Problem requirements: Please count the lines in the rows below that contain the string "wall", and reply with only the number.

Point labeling examples:
•••••
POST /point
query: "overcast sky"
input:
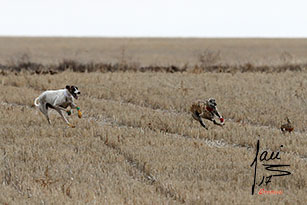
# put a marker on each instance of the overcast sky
(157, 18)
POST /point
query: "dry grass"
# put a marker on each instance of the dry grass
(137, 144)
(151, 51)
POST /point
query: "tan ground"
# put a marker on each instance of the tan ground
(137, 144)
(160, 51)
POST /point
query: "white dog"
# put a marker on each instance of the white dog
(59, 100)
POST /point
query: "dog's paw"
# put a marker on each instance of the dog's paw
(72, 126)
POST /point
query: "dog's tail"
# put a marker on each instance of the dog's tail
(35, 101)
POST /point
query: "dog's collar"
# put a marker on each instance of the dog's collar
(65, 94)
(209, 108)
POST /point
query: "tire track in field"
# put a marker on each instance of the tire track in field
(134, 163)
(186, 114)
(212, 143)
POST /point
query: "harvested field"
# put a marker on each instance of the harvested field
(137, 142)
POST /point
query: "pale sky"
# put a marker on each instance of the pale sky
(158, 18)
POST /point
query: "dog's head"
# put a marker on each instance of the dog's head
(212, 103)
(73, 90)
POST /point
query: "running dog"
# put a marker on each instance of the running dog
(207, 110)
(59, 100)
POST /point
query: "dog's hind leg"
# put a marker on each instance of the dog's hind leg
(63, 117)
(196, 116)
(44, 109)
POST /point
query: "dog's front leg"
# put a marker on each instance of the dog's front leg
(74, 106)
(63, 117)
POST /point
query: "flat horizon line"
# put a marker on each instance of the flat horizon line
(153, 37)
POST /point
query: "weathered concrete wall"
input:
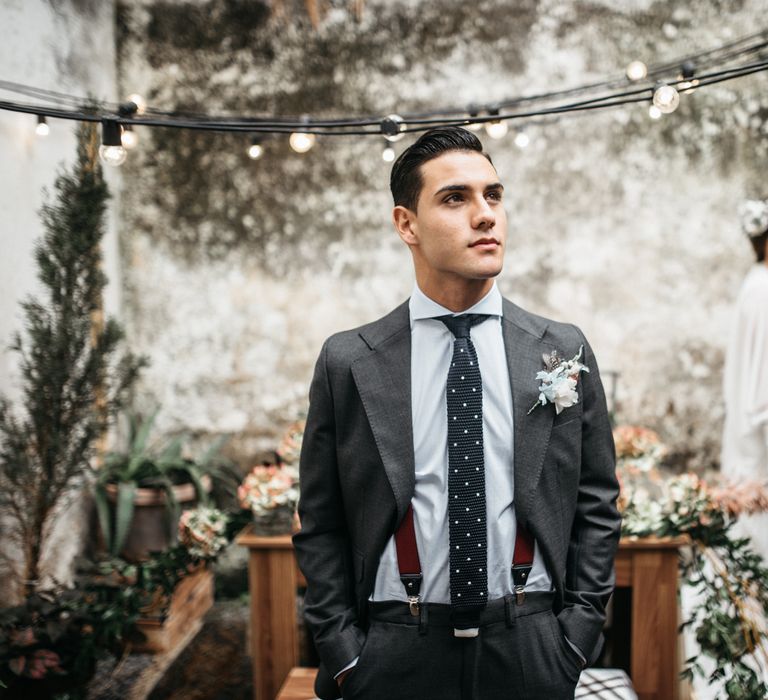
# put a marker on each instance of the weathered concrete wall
(67, 46)
(237, 270)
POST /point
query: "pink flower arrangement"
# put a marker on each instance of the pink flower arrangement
(37, 665)
(267, 488)
(202, 531)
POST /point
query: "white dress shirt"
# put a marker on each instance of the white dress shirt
(431, 352)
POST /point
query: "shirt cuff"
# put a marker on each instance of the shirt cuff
(575, 648)
(353, 663)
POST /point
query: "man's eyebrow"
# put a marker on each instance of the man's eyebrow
(464, 188)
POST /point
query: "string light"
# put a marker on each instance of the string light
(473, 114)
(42, 128)
(301, 141)
(392, 127)
(388, 154)
(522, 139)
(637, 70)
(713, 66)
(129, 138)
(666, 98)
(496, 129)
(111, 150)
(255, 150)
(139, 101)
(687, 71)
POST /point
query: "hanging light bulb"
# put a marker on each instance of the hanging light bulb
(388, 154)
(111, 150)
(129, 138)
(139, 101)
(637, 70)
(392, 127)
(42, 128)
(474, 126)
(654, 112)
(666, 98)
(255, 150)
(496, 129)
(301, 141)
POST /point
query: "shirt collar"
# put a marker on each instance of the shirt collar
(422, 307)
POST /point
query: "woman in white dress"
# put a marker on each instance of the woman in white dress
(745, 382)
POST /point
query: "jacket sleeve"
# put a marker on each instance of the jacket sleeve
(322, 546)
(589, 575)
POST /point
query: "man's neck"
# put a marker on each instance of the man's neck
(456, 297)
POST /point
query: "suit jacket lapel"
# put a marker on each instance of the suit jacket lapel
(522, 341)
(383, 379)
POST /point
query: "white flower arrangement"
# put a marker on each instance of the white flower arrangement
(754, 216)
(557, 383)
(202, 531)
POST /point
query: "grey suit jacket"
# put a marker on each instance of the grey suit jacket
(357, 476)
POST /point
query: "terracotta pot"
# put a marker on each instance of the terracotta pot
(152, 528)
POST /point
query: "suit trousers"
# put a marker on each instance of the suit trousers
(520, 653)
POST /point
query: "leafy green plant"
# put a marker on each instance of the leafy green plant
(72, 380)
(729, 578)
(145, 465)
(50, 643)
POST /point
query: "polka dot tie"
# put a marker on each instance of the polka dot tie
(466, 471)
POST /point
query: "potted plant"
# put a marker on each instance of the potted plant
(74, 377)
(141, 491)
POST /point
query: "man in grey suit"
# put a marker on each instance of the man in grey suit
(397, 468)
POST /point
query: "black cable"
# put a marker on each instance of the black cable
(653, 71)
(336, 128)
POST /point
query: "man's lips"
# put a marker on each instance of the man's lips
(485, 242)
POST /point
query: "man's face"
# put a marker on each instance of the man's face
(459, 228)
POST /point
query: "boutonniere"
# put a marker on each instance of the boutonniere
(557, 383)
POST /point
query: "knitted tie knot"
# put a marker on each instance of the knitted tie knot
(460, 325)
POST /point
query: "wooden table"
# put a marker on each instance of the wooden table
(648, 566)
(274, 637)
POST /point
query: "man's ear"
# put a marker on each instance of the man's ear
(404, 220)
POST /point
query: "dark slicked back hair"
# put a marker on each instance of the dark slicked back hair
(406, 180)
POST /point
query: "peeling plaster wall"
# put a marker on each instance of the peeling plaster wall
(67, 46)
(237, 270)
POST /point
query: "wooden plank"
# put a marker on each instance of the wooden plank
(274, 639)
(635, 543)
(299, 685)
(166, 628)
(654, 661)
(623, 568)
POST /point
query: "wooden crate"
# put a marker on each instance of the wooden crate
(173, 621)
(300, 685)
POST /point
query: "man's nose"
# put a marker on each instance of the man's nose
(483, 217)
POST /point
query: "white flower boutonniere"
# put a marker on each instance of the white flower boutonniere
(558, 381)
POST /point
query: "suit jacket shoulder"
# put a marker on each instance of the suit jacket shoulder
(566, 337)
(346, 346)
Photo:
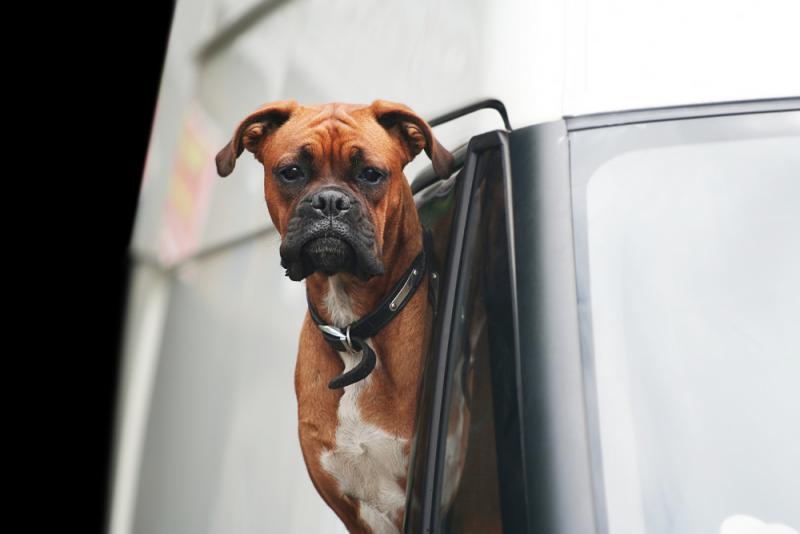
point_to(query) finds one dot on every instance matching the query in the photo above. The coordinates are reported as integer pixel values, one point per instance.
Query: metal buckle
(343, 337)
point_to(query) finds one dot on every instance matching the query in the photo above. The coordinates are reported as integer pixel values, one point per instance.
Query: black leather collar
(352, 337)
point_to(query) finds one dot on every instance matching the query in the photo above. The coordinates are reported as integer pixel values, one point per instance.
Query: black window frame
(563, 487)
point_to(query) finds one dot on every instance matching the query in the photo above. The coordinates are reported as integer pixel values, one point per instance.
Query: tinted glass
(688, 249)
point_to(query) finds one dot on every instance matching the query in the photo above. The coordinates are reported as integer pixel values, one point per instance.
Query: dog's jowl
(336, 192)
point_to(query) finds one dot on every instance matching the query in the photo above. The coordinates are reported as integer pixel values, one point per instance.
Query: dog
(335, 191)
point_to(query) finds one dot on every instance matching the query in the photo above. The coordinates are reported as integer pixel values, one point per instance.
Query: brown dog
(336, 192)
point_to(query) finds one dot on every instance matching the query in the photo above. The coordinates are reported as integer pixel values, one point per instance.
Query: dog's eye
(371, 175)
(291, 173)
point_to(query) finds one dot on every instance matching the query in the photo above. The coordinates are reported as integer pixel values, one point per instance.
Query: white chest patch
(367, 461)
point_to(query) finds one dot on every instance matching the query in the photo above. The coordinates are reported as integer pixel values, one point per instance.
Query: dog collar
(352, 337)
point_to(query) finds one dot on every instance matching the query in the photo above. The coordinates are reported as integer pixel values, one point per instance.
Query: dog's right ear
(251, 131)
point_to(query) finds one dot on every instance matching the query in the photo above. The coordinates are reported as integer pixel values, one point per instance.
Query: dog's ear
(415, 133)
(251, 131)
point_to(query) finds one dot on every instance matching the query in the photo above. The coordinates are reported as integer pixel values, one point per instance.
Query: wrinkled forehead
(335, 134)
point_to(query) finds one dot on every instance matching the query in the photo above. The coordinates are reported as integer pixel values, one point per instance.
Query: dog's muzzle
(330, 232)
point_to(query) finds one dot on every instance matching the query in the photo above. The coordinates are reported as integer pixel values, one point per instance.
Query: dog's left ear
(415, 132)
(251, 131)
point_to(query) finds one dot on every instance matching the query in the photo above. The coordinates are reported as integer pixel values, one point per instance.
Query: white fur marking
(367, 461)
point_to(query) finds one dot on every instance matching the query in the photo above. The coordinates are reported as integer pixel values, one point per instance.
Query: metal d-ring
(347, 342)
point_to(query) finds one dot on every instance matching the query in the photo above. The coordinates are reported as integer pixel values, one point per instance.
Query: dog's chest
(367, 462)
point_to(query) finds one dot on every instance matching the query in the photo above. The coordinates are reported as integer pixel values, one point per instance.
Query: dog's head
(333, 178)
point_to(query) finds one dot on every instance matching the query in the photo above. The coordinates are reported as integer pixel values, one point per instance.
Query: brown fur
(391, 135)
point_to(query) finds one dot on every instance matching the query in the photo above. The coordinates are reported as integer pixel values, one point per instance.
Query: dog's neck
(343, 298)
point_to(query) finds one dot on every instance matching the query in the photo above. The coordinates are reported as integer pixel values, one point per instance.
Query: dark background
(90, 77)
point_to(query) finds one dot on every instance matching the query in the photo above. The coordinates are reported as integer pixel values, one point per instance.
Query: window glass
(693, 250)
(477, 458)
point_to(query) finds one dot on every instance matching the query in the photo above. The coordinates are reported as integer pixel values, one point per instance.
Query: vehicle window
(479, 428)
(688, 251)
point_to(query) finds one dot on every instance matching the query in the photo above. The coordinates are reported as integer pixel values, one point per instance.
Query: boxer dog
(336, 193)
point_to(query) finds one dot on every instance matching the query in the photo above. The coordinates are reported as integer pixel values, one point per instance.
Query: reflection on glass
(694, 255)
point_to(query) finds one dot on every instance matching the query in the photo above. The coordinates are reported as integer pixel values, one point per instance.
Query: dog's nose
(330, 202)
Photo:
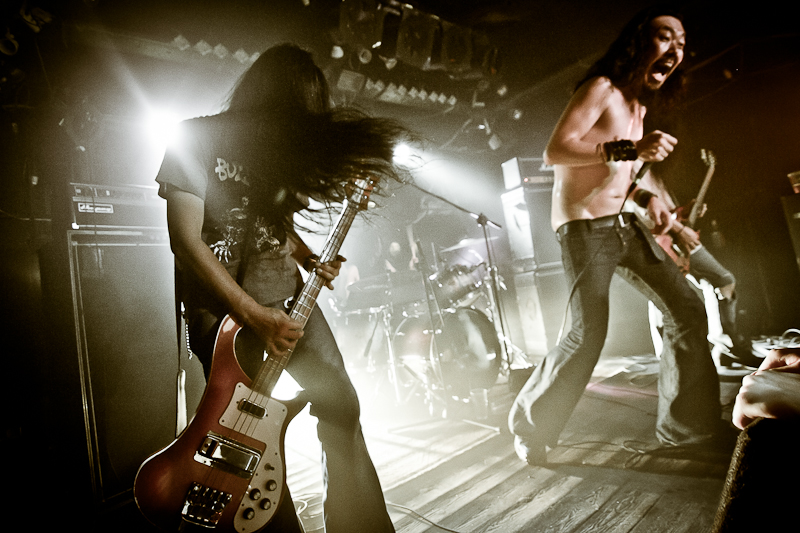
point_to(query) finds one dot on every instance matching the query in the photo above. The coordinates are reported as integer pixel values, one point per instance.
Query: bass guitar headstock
(708, 157)
(358, 192)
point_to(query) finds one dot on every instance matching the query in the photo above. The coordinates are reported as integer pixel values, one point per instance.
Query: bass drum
(468, 350)
(455, 286)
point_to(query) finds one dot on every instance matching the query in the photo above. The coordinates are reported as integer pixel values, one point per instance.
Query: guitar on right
(688, 216)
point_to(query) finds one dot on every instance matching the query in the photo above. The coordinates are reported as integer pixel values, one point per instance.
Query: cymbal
(387, 281)
(467, 243)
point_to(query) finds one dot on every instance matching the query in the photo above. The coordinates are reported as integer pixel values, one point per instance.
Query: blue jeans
(688, 407)
(353, 500)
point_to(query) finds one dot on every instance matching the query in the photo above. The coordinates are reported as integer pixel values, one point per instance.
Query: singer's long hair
(623, 62)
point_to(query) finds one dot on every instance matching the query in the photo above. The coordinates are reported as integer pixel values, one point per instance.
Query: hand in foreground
(772, 391)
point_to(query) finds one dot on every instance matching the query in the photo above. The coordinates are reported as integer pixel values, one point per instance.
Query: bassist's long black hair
(295, 143)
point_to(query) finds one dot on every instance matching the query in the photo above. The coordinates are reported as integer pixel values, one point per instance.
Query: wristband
(310, 262)
(619, 151)
(642, 197)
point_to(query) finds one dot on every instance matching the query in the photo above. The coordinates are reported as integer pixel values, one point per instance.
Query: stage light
(365, 56)
(406, 156)
(182, 43)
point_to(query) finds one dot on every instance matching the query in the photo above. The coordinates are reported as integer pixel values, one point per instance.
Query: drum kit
(441, 339)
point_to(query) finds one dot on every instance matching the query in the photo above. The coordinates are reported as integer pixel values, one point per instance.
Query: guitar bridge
•••••
Full solution: 4